Set down, word for word, the lines from the one holding "Note: annotate every instance of the tire" to the final line, both included, and skip the pictures.

Object pointing dataset rows
● ● ● ● ● ● ●
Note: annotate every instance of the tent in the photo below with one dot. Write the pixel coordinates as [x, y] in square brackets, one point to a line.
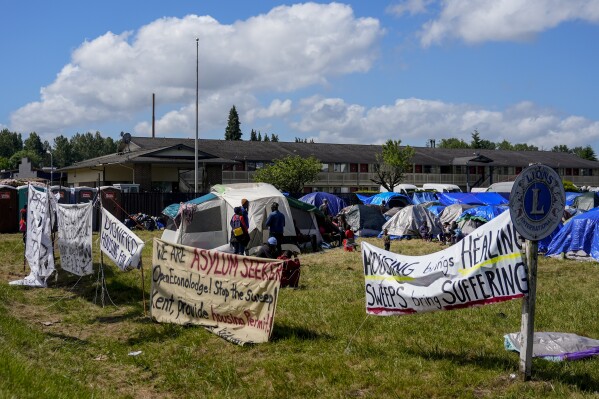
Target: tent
[316, 199]
[453, 212]
[204, 221]
[579, 238]
[407, 221]
[587, 201]
[392, 200]
[364, 220]
[472, 198]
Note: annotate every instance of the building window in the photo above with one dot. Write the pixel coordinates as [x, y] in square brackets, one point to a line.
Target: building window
[339, 167]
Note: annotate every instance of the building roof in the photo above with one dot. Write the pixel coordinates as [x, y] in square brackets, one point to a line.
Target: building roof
[148, 149]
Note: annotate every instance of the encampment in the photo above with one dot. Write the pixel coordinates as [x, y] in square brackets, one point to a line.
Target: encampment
[204, 222]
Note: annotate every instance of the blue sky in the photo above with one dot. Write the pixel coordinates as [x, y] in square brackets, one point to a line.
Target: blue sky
[348, 72]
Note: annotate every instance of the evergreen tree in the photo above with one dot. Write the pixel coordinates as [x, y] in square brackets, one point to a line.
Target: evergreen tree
[233, 130]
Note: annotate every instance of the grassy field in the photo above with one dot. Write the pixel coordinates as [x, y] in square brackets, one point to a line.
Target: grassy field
[60, 342]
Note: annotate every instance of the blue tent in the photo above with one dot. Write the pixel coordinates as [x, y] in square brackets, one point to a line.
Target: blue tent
[579, 238]
[421, 197]
[172, 210]
[392, 200]
[472, 198]
[316, 199]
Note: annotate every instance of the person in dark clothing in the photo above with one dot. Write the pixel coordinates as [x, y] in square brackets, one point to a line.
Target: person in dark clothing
[276, 224]
[268, 250]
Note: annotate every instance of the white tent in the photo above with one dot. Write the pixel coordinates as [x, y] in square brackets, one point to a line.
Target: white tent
[206, 224]
[407, 221]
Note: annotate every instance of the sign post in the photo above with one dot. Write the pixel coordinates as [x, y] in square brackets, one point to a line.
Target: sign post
[537, 204]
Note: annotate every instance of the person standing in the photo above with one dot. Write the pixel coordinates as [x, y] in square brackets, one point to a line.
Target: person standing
[239, 231]
[276, 224]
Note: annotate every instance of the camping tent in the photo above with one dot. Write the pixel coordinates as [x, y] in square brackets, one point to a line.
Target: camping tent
[316, 199]
[579, 238]
[587, 201]
[204, 222]
[364, 220]
[407, 221]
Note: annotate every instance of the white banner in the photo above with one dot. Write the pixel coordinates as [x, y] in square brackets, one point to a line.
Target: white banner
[75, 238]
[39, 250]
[119, 243]
[484, 267]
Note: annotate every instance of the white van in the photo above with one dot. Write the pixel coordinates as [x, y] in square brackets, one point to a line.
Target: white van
[406, 189]
[442, 188]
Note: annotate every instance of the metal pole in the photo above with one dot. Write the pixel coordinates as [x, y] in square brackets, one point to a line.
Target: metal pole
[197, 98]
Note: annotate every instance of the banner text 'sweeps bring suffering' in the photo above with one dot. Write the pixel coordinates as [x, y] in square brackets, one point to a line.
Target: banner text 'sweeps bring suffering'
[485, 267]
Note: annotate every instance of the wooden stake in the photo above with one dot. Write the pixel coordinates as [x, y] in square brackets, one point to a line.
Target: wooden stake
[528, 311]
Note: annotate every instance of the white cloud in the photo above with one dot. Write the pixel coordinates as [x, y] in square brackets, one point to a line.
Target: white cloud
[414, 121]
[476, 21]
[112, 77]
[411, 7]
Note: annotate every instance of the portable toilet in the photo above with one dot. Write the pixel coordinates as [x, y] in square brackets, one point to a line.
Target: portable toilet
[9, 205]
[82, 195]
[111, 200]
[64, 194]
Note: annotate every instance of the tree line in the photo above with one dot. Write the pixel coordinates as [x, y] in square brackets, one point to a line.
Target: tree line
[477, 142]
[64, 151]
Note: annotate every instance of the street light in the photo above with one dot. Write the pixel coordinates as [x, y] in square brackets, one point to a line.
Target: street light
[197, 90]
[51, 167]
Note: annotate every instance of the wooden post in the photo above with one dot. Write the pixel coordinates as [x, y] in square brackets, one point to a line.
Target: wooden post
[528, 311]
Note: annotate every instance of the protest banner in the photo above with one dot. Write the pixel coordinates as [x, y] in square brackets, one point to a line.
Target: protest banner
[39, 250]
[233, 296]
[75, 238]
[119, 243]
[485, 267]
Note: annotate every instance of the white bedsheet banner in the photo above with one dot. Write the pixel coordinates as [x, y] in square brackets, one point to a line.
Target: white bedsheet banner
[75, 238]
[485, 267]
[119, 243]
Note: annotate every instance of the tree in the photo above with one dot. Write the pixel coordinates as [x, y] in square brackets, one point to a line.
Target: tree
[585, 152]
[453, 143]
[10, 143]
[392, 163]
[233, 130]
[290, 174]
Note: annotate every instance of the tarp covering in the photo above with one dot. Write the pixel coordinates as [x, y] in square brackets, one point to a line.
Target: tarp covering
[365, 220]
[587, 201]
[408, 220]
[472, 198]
[579, 238]
[392, 200]
[483, 213]
[420, 197]
[453, 212]
[555, 346]
[335, 203]
[570, 197]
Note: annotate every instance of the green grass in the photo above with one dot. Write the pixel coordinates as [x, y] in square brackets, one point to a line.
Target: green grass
[61, 342]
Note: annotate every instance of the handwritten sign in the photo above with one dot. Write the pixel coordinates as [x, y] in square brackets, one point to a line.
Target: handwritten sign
[233, 296]
[39, 250]
[119, 243]
[75, 238]
[484, 267]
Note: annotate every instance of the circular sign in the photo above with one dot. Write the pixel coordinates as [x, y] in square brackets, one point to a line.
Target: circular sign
[537, 202]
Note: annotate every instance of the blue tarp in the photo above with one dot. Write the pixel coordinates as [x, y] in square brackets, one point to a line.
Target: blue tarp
[172, 210]
[472, 198]
[335, 203]
[392, 200]
[421, 197]
[483, 213]
[570, 197]
[581, 233]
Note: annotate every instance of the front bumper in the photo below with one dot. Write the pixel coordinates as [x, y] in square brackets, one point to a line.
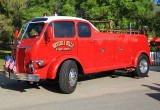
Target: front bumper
[23, 76]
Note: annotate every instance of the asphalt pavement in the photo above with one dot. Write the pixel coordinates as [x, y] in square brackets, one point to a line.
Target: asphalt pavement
[99, 91]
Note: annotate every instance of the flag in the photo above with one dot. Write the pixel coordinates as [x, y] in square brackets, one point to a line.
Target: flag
[4, 65]
[11, 65]
[7, 62]
[14, 67]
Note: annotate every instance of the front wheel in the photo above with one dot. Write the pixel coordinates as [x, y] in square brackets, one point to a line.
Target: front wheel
[68, 76]
[142, 66]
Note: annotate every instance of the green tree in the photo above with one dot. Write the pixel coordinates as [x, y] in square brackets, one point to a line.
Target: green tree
[10, 18]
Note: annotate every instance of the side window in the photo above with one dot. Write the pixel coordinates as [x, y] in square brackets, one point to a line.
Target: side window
[64, 29]
[45, 33]
[84, 30]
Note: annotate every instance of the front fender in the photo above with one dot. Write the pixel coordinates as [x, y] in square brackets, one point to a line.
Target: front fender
[53, 68]
[136, 56]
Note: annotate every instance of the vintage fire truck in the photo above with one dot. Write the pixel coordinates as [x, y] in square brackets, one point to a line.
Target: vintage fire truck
[62, 47]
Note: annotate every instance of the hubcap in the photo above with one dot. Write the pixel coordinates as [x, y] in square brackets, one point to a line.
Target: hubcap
[143, 66]
[72, 77]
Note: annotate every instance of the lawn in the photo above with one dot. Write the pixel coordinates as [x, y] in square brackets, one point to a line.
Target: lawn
[3, 54]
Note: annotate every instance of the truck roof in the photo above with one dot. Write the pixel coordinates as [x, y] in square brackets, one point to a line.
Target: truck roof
[48, 19]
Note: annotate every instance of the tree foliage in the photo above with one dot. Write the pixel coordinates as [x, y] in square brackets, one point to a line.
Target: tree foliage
[14, 13]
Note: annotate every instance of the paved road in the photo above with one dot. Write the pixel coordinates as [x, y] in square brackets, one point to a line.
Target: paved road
[101, 92]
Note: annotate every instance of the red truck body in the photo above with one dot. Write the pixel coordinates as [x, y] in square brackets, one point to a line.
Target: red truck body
[91, 50]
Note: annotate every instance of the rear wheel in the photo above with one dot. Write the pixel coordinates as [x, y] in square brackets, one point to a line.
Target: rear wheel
[142, 66]
[68, 76]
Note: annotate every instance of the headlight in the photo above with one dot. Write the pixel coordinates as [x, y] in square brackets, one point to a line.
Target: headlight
[31, 66]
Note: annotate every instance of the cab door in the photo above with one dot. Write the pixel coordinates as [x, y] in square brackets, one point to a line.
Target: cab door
[85, 46]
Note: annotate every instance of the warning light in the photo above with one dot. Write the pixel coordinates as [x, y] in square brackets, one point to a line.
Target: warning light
[44, 14]
[55, 13]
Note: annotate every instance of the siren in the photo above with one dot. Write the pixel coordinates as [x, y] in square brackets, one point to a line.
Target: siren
[45, 14]
[55, 13]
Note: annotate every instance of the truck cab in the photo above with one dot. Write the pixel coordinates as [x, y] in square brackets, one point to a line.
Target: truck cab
[62, 47]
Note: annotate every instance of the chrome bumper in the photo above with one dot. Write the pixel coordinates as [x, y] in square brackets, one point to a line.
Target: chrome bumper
[22, 76]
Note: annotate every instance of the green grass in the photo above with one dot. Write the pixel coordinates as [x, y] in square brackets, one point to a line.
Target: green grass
[3, 54]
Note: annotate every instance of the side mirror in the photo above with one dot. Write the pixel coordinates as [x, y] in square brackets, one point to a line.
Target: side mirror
[49, 33]
[16, 34]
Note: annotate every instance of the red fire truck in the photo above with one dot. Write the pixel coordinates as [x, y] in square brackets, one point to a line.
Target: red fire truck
[62, 47]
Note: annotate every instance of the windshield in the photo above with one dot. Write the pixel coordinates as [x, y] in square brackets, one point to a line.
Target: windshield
[33, 30]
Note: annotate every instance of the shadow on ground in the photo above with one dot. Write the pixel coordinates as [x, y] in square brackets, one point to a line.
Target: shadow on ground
[154, 95]
[155, 68]
[52, 85]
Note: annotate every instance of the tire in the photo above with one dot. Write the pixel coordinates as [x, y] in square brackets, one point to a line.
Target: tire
[142, 66]
[68, 76]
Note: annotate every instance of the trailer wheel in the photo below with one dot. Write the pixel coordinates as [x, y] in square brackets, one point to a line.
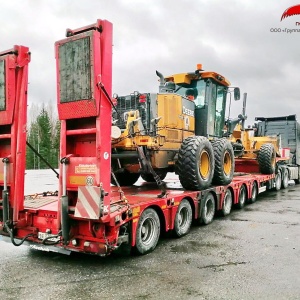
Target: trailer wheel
[277, 186]
[242, 197]
[149, 177]
[254, 193]
[224, 161]
[125, 178]
[183, 218]
[147, 232]
[208, 209]
[195, 164]
[285, 179]
[266, 159]
[227, 203]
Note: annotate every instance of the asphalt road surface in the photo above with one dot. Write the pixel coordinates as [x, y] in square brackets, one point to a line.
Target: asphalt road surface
[251, 254]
● ● ● ● ● ● ●
Task response ::
Note: annotate every instance of the tire in the photo above with one dot. Write the pixel coordinates as [x, y] in square brackets, one point to a line.
Target: tire
[142, 66]
[68, 76]
Note: annotate every instance of the trailer wheel in the photo below with one dot. Write the pixel coordinates as [x, y] in square brackets, one point to a line.
Target: trailer wheel
[277, 186]
[242, 197]
[149, 177]
[254, 193]
[224, 161]
[125, 178]
[183, 218]
[147, 232]
[208, 209]
[195, 164]
[285, 179]
[266, 159]
[227, 203]
Note: annotate every instance of the asphalt road surface in the photo above with one dot. Write the pixel coordinates as [x, y] in square brackets, one point to a line.
Target: asphalt road surface
[251, 254]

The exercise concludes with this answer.